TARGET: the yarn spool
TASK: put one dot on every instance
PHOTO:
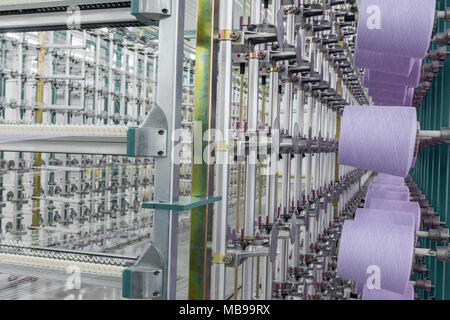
(409, 97)
(383, 62)
(387, 195)
(384, 86)
(416, 155)
(389, 95)
(412, 80)
(380, 139)
(380, 178)
(388, 247)
(389, 177)
(383, 102)
(412, 208)
(381, 294)
(401, 27)
(388, 187)
(401, 218)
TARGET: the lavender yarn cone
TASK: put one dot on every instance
(400, 27)
(381, 294)
(380, 139)
(367, 247)
(387, 195)
(412, 80)
(412, 208)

▬▬▬

## CONSIGNE ÉCRITE:
Reproduisez l'intégralité du matériel ci-dessus, consignes comprises, en décalant chaque coordonnée des réponses par l'ajout de -134. N'incluez pas les images dans votre réponse.

## RÉSULTAT OBTENU:
TARGET: the yarn spool
TASK: put one dot on every instance
PHOTO:
(275, -37)
(249, -72)
(253, 61)
(250, -48)
(282, 21)
(255, -39)
(278, -54)
(246, 5)
(246, 44)
(254, 113)
(255, 43)
(249, -32)
(278, 74)
(247, 160)
(267, -107)
(254, 53)
(267, 84)
TARGET: the lavender yarn cone
TASK: put one dot on every instance
(266, -107)
(247, 160)
(246, 5)
(233, 113)
(253, 61)
(278, -54)
(278, 74)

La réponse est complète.